# [PROBLEM]
Although the records contain pictures, only their text should be set down, exactly as written.
======== SUPPLIED MATERIAL
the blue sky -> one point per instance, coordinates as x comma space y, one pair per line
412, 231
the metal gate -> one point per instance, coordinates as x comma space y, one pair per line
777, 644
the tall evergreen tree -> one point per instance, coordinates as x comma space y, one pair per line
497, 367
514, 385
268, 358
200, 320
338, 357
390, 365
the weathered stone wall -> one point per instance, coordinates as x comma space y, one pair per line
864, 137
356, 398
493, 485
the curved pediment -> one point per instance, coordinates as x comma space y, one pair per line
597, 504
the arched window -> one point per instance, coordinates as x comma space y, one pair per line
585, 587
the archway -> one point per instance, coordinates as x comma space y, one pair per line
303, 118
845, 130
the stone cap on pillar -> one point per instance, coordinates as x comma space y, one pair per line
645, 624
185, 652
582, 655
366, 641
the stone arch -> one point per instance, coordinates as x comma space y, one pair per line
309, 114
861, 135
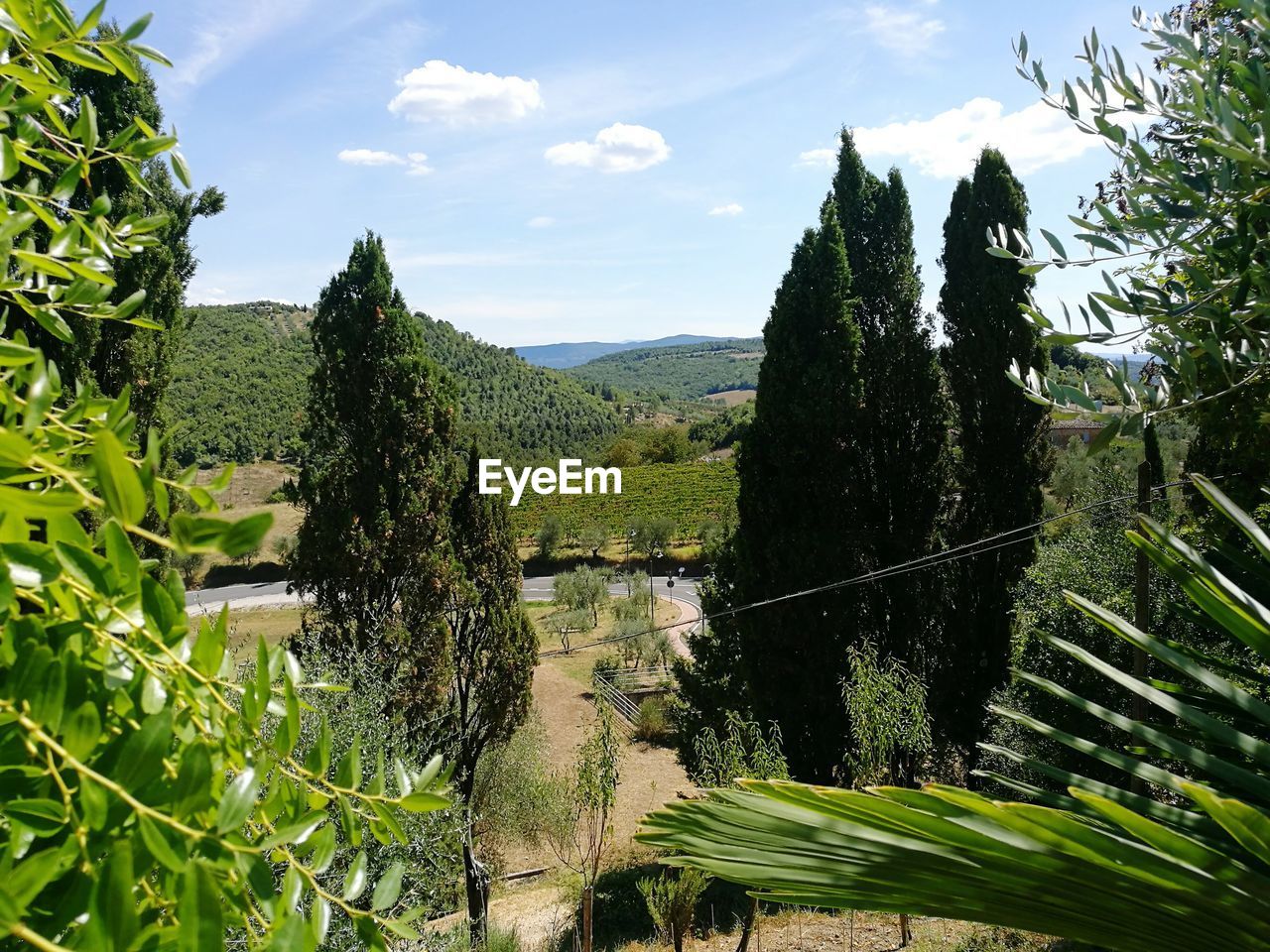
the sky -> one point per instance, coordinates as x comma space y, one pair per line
597, 172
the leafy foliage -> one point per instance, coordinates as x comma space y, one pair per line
379, 468
672, 902
150, 797
493, 648
1100, 864
1178, 232
684, 372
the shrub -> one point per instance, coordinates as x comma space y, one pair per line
606, 666
672, 901
549, 536
653, 721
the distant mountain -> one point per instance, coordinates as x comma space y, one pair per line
561, 356
680, 372
240, 382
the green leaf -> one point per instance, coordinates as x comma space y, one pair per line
389, 888
354, 880
163, 844
238, 802
116, 905
39, 506
144, 752
198, 907
81, 730
42, 815
423, 802
118, 480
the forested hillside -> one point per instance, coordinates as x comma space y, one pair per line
518, 412
683, 372
571, 354
243, 376
239, 382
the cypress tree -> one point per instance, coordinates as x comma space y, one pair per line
376, 479
493, 651
1005, 452
902, 458
797, 526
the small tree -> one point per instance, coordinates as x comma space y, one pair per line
585, 830
550, 536
652, 535
566, 624
672, 901
593, 537
493, 651
889, 726
743, 751
581, 589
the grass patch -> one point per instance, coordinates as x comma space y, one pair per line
246, 626
580, 660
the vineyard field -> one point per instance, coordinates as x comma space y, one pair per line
688, 493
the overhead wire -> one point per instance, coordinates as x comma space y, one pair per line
1011, 537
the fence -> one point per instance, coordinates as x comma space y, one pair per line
624, 689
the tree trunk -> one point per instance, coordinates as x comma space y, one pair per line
747, 927
587, 895
476, 880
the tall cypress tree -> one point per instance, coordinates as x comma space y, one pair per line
376, 480
797, 525
493, 651
1005, 453
902, 460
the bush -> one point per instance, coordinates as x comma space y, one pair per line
653, 722
672, 901
606, 666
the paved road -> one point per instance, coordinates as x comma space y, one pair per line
272, 594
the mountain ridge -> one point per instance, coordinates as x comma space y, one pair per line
566, 354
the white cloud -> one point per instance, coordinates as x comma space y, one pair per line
947, 145
817, 158
370, 157
903, 31
620, 148
440, 91
229, 30
416, 163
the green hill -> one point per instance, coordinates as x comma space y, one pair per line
518, 412
240, 386
684, 372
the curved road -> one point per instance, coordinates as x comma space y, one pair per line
273, 594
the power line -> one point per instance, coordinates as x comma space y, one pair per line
949, 555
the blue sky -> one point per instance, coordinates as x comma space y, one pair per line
578, 172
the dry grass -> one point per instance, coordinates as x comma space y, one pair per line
576, 665
273, 624
730, 398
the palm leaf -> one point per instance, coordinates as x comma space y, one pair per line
1101, 865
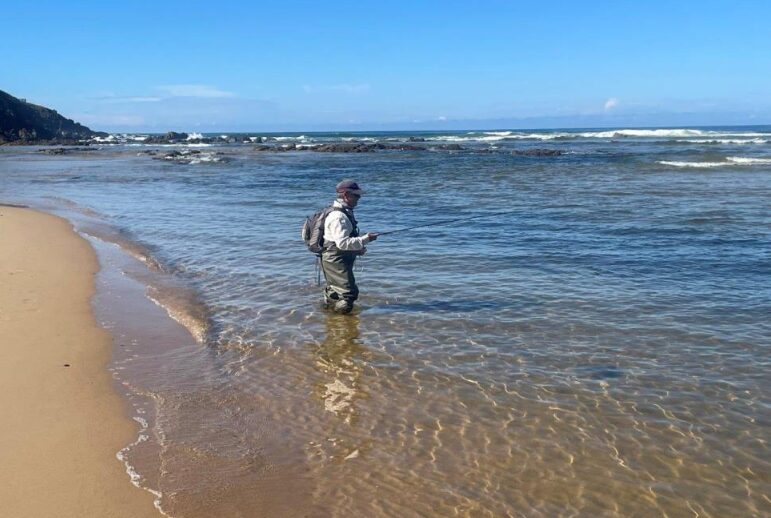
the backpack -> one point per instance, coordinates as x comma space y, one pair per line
313, 230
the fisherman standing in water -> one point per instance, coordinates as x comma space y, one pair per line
342, 244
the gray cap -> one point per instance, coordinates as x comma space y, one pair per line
349, 186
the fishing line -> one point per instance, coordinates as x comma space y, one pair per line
448, 221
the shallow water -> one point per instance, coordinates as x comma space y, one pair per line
602, 350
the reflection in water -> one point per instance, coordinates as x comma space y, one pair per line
340, 360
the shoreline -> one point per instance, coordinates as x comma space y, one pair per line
67, 420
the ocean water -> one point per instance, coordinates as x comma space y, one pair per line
600, 350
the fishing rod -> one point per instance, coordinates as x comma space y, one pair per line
447, 221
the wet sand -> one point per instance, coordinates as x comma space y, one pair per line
64, 422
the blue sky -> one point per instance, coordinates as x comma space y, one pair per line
292, 65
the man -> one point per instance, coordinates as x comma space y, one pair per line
342, 244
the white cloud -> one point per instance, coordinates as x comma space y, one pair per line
611, 103
344, 88
194, 91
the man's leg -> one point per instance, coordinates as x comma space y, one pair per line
341, 290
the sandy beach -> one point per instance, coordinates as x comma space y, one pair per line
64, 422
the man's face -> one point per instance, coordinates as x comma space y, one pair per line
351, 199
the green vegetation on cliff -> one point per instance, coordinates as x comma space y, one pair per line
25, 123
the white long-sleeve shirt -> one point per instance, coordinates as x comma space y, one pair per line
338, 228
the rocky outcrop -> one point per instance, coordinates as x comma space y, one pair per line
64, 150
355, 147
537, 152
26, 123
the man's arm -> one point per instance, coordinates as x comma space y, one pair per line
338, 228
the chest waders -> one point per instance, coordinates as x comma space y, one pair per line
337, 265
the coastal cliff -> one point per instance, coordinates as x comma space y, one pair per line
25, 123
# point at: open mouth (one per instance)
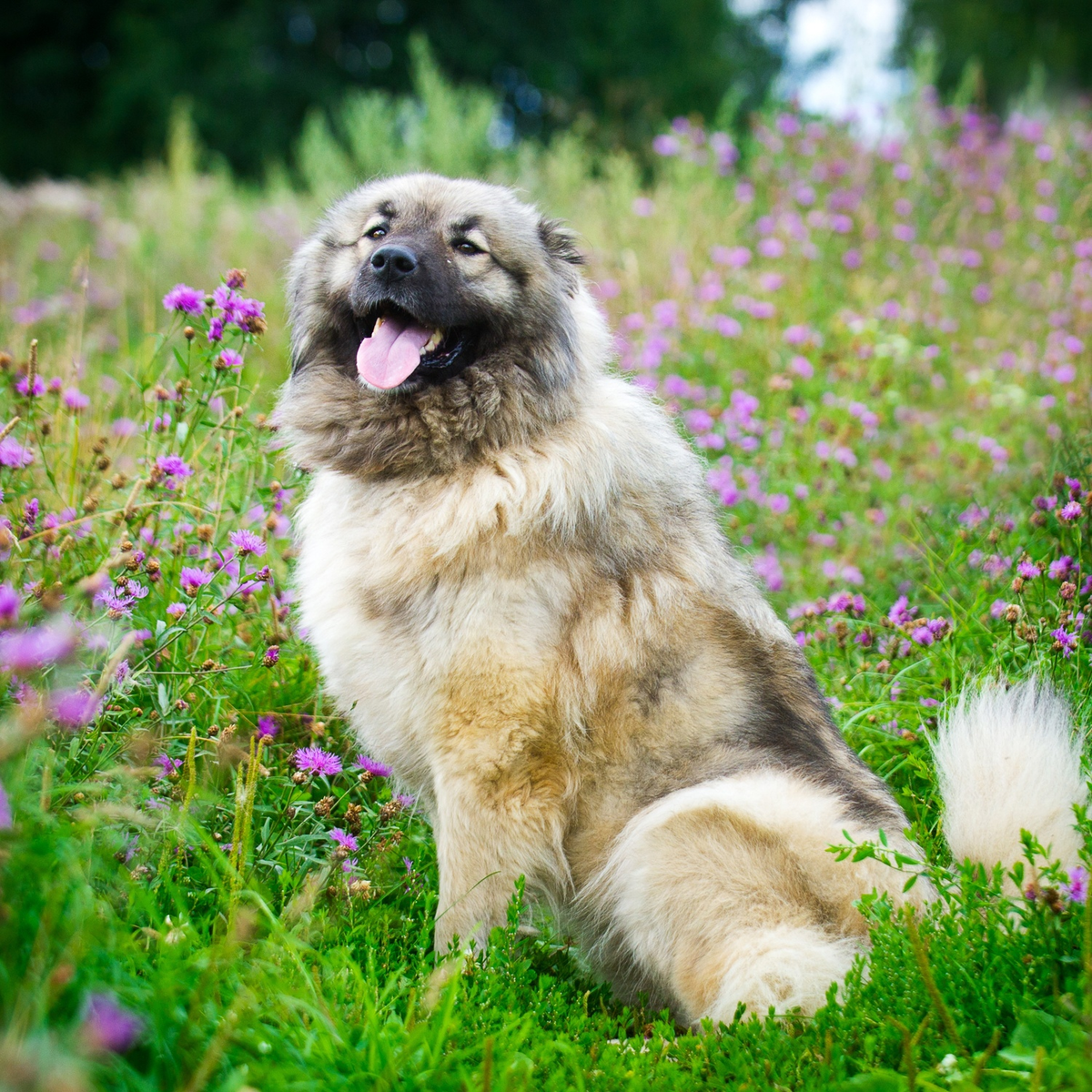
================
# [ANSWER TO THIS EXERCISE]
the blue sky -> one point per instance, coordinates as x comma space y, one pair per line
412, 231
the metal gate -> one point per instance, coordinates as x comma space y, one pair per line
777, 644
the tall evergreen tree -> one point per instance, coordinates as x comma space y, one pair per line
497, 367
514, 385
268, 358
200, 320
338, 357
390, 365
the weathered stone wall -> one point per instance, coordinates as x comma space y, one pair per line
864, 137
356, 398
493, 485
the curved pediment -> one point per instance, coordinates as x comma space y, one pair per line
597, 504
the arched window -> one point per instance, coordinates as x comma space y, one pair per line
585, 587
the archway -> one point per instance, coordinates as x comma space y, one pair per line
303, 118
845, 130
the stone cap on pillar -> one point per instance, coordinates as x comma space y, one pair per line
645, 624
185, 652
582, 655
366, 641
the stone arch -> one point per instance, coordinates as x comma space y, one pair per line
309, 114
861, 135
the sky -> one point per instance, coordinates as x comma space y, one pair per line
597, 172
the leafy foliage -> one point per instance, coordinates as x comma space y, one pair per line
379, 468
672, 902
150, 797
493, 648
1100, 864
1178, 232
684, 372
the shrub -> one point per instance, coordinates as x comma space y, one pair per line
606, 666
672, 901
549, 536
653, 721
the distant mountain -> one point per instance, coordinates as x comma space y, one pair per line
561, 356
680, 372
240, 382
the green leaf -> one point per instance, coordinates as x comma space y, one pair per line
389, 888
354, 880
163, 844
238, 802
116, 905
39, 506
144, 752
198, 907
81, 730
42, 815
423, 802
118, 480
the forested hillside -> one point per instance, coordinates as x comma space y, one pair per line
518, 412
683, 372
571, 354
243, 376
239, 382
the cypress tree -> one point per instance, coordinates as x comma space y, one pair per line
376, 479
493, 651
1005, 452
902, 458
797, 526
the small tree -> one point per instance, coordinates as x comma space y, one pair per line
585, 830
550, 536
652, 535
566, 624
672, 901
593, 537
493, 651
889, 726
743, 751
581, 589
the grass patch -> one point per instance, coordinates as x comma space y, one pair per line
246, 626
580, 660
the vineyard field -> one point per instance, coordinates as x comma space y, one pair per line
688, 493
the overhead wire -> one point per instance, coordinates as x comma space y, one pair per line
1011, 537
the fence -> one point per instance, coordinates as x comma space y, one pair per line
624, 689
the tree trunk -> one point per instance, coordinates as x comma space y, one pair per line
747, 927
587, 895
476, 880
the tall cypress tree -> one point per instance, coordinates as x comma space y, one pair per line
376, 480
797, 525
493, 651
1005, 453
902, 460
the bush -> one point per instance, coordinates as x comma space y, one pair per line
653, 722
672, 901
606, 666
the paved road -> one point per instance, coordinates as x comma space y, one pair per line
272, 594
the mountain ridge -> one point per instance, coordinates as x comma space y, one pair per line
566, 354
the white cloud -> one point per instance, coordinates as x comma space y, one pair per line
947, 145
817, 158
370, 157
903, 31
620, 148
440, 91
229, 30
416, 163
the green hill -> one point per instance, coordinates as x comma space y, one pair per line
518, 412
240, 386
684, 372
the curved road -> one point per instance, coordinates as x comma space y, one pair per line
273, 594
the power line -> one point per instance, coordinates as x comma space y, one pair per line
949, 555
the blue sky -> one point per instance, coordinates as x comma space y, one pair per line
578, 172
the dry grass -> one point per instance, coordinates as x comma space y, one pair per line
576, 665
273, 624
730, 398
the palm leaf -> one point per instance, coordinates as x comma space y, one pair per line
1101, 865
the backpack -> one point per instance, coordinates as x comma space y, one pair per line
313, 230
the fisherman standing in water -> one point per instance, coordinates as x comma space y, one pair per line
342, 244
the gray cap -> one point per instance, coordinates as x comma space y, one pair per line
349, 186
the fishing line -> one point per instance, coordinates as x comma space y, one pair per line
448, 221
the shallow water -> one point per instance, coordinates as x comma space y, one pair per line
602, 350
the reflection in water -> one point per instance, coordinates as x comma space y, one pair per line
340, 360
the shoreline -> one point per instance, coordinates as x comma space y, one pair per line
67, 420
the ocean water -> one point per instance, coordinates as x comma space y, one pair per line
600, 350
the fishing rod -> one point per instance, coordinates as x comma space y, one pair per line
447, 221
the wet sand -> one point per instance, coordinates as x comma space y, one pair per line
64, 422
the blue sky -> one point per instance, coordinates as x comma space y, one pair per line
292, 65
the man -> one point per instance, coordinates as x comma space y, one pair per line
342, 244
the white cloud -> one point per instance, coordinates as x comma space y, one pair per line
611, 103
344, 88
194, 91
the man's leg -> one point per instance, coordinates as x comma space y, one pair per line
341, 290
the sandy beach -> one point per instance, coordinates as x comma space y, one pair per line
64, 422
the man's face -> one point per instance, coordinates as x comma space y, one pair per line
351, 199
the green vegetation on cliff -> one point per instance, coordinates as x comma space y, one pair per line
25, 123
the white long-sleeve shirt -> one point per instance, coordinates as x comma space y, one pair per line
338, 228
the rocky outcrop -> one point per instance, coordinates as x comma space y, one pair per line
64, 150
355, 147
537, 152
26, 123
the man's arm -> one point per instance, coordinates as x comma space y, one pair per line
338, 228
the chest waders -> one point per instance, coordinates as x comma space y, one pair per line
337, 265
the coastal cliff -> one point per instance, coordinates as x comma space y, one pair per line
25, 123
# point at: open mouth (one per instance)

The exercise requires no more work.